Document excerpt:
— start —

Author: Alexey Bataev (alexey-bataev)

Changes

Add preferSLPInstCountCheck() to TTI so targets can opt out of the
2-element inst-count heuristic in getTreeCost(). Default returns true
(existing behavior unchanged). getTreeCost() ANDs the existing
SLPInstCountCheck flag with the hook result. GCNTTIImpl returns
false for gfx940/gfx941/gfx942 and gfx950.

Fixes #199662.


Full diff: https://github.com/llvm/llvm-project/pull/199696.diff

7 Files Affected:

  • (modified) llvm/include/llvm/Analysis/TargetTransformInfo.h (+6)
  • (modified) llvm/include/llvm/Analysis/TargetTransformInfoImpl.h (+2)
  • (modified) llvm/lib/Analysis/TargetTransformInfo.cpp (+4)

— end —

Saved data entries:
— start —

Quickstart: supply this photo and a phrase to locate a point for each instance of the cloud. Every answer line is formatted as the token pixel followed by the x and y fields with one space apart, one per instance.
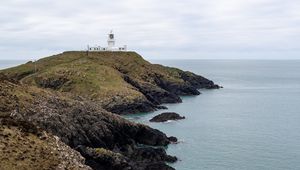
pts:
pixel 158 29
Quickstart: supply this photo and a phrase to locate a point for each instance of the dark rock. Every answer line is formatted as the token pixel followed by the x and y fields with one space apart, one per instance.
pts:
pixel 161 107
pixel 166 116
pixel 153 93
pixel 173 139
pixel 197 81
pixel 149 154
pixel 101 159
pixel 126 108
pixel 52 82
pixel 158 166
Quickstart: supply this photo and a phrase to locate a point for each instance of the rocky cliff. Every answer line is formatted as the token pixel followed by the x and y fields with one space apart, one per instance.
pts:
pixel 71 97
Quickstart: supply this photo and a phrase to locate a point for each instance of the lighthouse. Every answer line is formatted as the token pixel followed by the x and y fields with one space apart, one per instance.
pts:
pixel 111 41
pixel 110 45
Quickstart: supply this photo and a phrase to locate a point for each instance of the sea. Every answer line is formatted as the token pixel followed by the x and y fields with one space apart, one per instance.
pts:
pixel 253 123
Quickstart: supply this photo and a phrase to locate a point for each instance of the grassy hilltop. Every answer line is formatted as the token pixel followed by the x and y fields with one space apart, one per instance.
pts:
pixel 60 106
pixel 123 82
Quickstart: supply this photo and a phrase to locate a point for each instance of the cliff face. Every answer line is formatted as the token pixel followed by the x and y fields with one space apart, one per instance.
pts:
pixel 72 95
pixel 121 82
pixel 106 140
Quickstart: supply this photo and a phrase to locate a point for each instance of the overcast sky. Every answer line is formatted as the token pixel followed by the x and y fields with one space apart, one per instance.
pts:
pixel 157 29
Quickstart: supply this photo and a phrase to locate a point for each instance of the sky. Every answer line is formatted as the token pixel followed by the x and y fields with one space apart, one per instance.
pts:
pixel 156 29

— end —

Problems to solve:
A: Which targets does the change summary say GCNTTIImpl returns false for? List all of them.
B: In the change summary, what does preferSLPInstCountCheck() return by default?

Responses:
A: gfx940, gfx941, gfx942, gfx950

B: It returns true, so the existing behavior stays unchanged.